▸ **Document section**
—————

According to Novara and associates (2021), the following are the risk factors for orthorexia:
- Obsessive-compulsive symptomatology,
- Perfectionistic traits
- Anxiety, depression, and low self-esteem (Yilmaz and Dundar, 2022)
- Body Mass Index [BMI]) were investigated in all groups.
Orthorexia diagnostic tests
Several researchers have proposed screening tools for identifying, evaluating, diagnosing, and assessing the prevalence of orthorexia or orthorexic behaviors.
According to Niedzielski and Kazmierczak-Wojtas (2021), the following are some of the better-known proposed screening tools (Meule et al., 2020).
- Orthorexia self-test-BOT: The self-test designed by Bratman consists of ten questions you answer “yes” or “no.” The questions help detect signs and symptoms of orthorexia (Valente et al., 2019). You may take the orthorexia self-test-BOT here.
- ORTO-15 questionnaire: The ORTO-15 is a screening tool based on Bratman’s orthorexia self-test and MMPI obsessive-phobic personality trait questions (Varga et al., 2014). The self-report questionnaire consists of 15 multiple-choice questions. Many researchers have investigated the validity of the questionnaire, and some have questioned its reliability (Stochel et al., 2015; Heiss et al., 2019; Niedzielski and Kazmierczak-Wojtas, 2021; Mitrofanoa et al., 2021; Gonidakis et al., 2021). You may view the test here (in English and Spanish) or here.
- ORTO-R test is a revised version of ORT0-15 proposed by Rogoza and Donini in 2021.
- Eating Habits Questionnaire-EHQ is also a self-report screening tool with 21 items (Halim et al., 2020). The tool evaluates responses in three categories: (1) Knowledge of healthy eating. (2) Problems associated with healthy eating. (3) Positive feelings about healthy eating. It assesses responses on a four-point scale (false-1 point, slightly true-2 points, mainly true-3 points, and very true-4 points). The higher the sum of the respondent’s score, the higher the likelihood of orthorexic tendencies.
Other tests include:
- Düsseldorf Orthorexia Scale-DOS
- Teruel Orthorexia Scale-TOS,
- Barcelona Orthorexia Scale-BOS, and
- Orthorexia Nervosa Inventory-ONI
Niedzielski and Kaźmierczak-Wojtaś (2021) noted that there was no reliable data on the prevalence of orthorexia nervosa and that estimates depended on criteria proposed by the different screening tools.

—————

▸ **Data excerpts**
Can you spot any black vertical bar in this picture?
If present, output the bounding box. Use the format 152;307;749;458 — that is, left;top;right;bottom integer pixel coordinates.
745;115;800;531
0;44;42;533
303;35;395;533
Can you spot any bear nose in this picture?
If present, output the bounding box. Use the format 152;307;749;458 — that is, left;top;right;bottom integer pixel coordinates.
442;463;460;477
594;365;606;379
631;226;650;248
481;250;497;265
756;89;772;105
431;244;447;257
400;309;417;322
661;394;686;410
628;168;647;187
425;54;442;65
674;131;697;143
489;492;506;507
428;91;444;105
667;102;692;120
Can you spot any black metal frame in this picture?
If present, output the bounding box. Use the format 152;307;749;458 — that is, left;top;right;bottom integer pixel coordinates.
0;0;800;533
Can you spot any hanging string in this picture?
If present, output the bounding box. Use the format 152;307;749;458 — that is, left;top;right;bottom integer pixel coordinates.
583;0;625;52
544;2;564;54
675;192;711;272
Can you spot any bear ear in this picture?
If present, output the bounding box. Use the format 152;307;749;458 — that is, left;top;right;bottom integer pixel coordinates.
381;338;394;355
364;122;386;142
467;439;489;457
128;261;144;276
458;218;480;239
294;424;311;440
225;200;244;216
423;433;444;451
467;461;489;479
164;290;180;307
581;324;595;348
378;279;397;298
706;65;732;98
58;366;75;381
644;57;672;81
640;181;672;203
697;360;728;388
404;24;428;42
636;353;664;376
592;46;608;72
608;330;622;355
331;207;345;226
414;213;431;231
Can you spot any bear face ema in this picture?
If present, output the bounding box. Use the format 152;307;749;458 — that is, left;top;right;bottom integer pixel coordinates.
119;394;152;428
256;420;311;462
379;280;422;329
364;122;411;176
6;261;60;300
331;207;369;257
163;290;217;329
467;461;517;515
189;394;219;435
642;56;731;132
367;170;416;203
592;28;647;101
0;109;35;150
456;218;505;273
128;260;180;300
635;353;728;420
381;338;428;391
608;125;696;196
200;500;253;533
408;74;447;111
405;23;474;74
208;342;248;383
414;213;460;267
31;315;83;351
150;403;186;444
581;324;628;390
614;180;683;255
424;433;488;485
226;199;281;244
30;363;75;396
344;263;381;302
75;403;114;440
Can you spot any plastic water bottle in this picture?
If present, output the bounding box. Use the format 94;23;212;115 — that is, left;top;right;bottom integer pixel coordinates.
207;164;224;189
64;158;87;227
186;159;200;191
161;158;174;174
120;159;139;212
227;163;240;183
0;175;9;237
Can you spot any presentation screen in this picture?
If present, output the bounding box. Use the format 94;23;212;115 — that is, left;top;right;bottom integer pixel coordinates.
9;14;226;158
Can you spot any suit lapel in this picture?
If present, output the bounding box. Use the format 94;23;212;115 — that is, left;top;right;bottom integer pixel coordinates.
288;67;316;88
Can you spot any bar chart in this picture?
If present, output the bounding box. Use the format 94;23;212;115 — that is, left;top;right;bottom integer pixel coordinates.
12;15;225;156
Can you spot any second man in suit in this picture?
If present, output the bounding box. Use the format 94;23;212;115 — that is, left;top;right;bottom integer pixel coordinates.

—————

▸ **Your goal**
Go on with the orthorexia text above, starting after its final sentence about prevalence estimates depending on the screening tools.

▸ **Answer space**
They concluded that the reliability of some screening tools–such as the ORTO-15 questionnaire–was questionable due to the high percentage of falsely positive results.
As previously mentioned, there are currently no formal diagnostic criteria for orthorexia. There are also no official guidelines for the treatment of orthorexia.
However, the National Eating Disorders Association noted that current treatments usually involve psychotherapy to help the patient increase the variety of foods they eat.
Because many orthorexia patients consider their eating behavior healthy and appropriate, therapists face the challenge of convincing patients that they have a problem and need help.
However, treatment becomes easier once the patient recognizes that their eating habits are negatively impacting their lives and that there is a need for change.
Treatment involves physicians, psychologists, and nutritionists (dietitians).
Therapists may adopt several approaches, including:
- Cognitive reframing helps patients identify maladaptive patterns of thought and behavior
- Behavior modification
- Psychological therapy may involve exposing the patient to the foods they avoid eating to desensitize them and reduce fear or anxiety experienced in the presence of such foods.
In cases of weight loss or malnutrition, a dietitian helps the patient improve nutrition and regain body weight. The dietitian helps the patient correct mistaken and harmful notions about healthy eating.